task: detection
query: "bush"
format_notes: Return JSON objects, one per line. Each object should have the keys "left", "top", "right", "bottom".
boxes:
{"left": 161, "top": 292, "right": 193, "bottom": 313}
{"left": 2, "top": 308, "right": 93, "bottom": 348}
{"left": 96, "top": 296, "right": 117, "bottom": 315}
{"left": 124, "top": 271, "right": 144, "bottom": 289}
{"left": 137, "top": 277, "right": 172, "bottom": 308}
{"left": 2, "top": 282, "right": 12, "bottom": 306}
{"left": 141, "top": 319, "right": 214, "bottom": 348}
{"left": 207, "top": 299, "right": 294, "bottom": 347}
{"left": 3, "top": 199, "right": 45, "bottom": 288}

▶ WHAT IS EXPECTED: Exact copies of all the entries above should be returned.

▶ EXPECTED ANSWER:
task: detection
query: "bush"
format_notes: Return JSON objects, one per line. Each object should have the keys "left", "top", "right", "bottom".
boxes:
{"left": 161, "top": 292, "right": 193, "bottom": 313}
{"left": 2, "top": 308, "right": 93, "bottom": 348}
{"left": 96, "top": 296, "right": 117, "bottom": 315}
{"left": 124, "top": 271, "right": 144, "bottom": 289}
{"left": 137, "top": 277, "right": 172, "bottom": 308}
{"left": 2, "top": 282, "right": 12, "bottom": 306}
{"left": 141, "top": 319, "right": 214, "bottom": 348}
{"left": 207, "top": 299, "right": 294, "bottom": 347}
{"left": 3, "top": 199, "right": 45, "bottom": 288}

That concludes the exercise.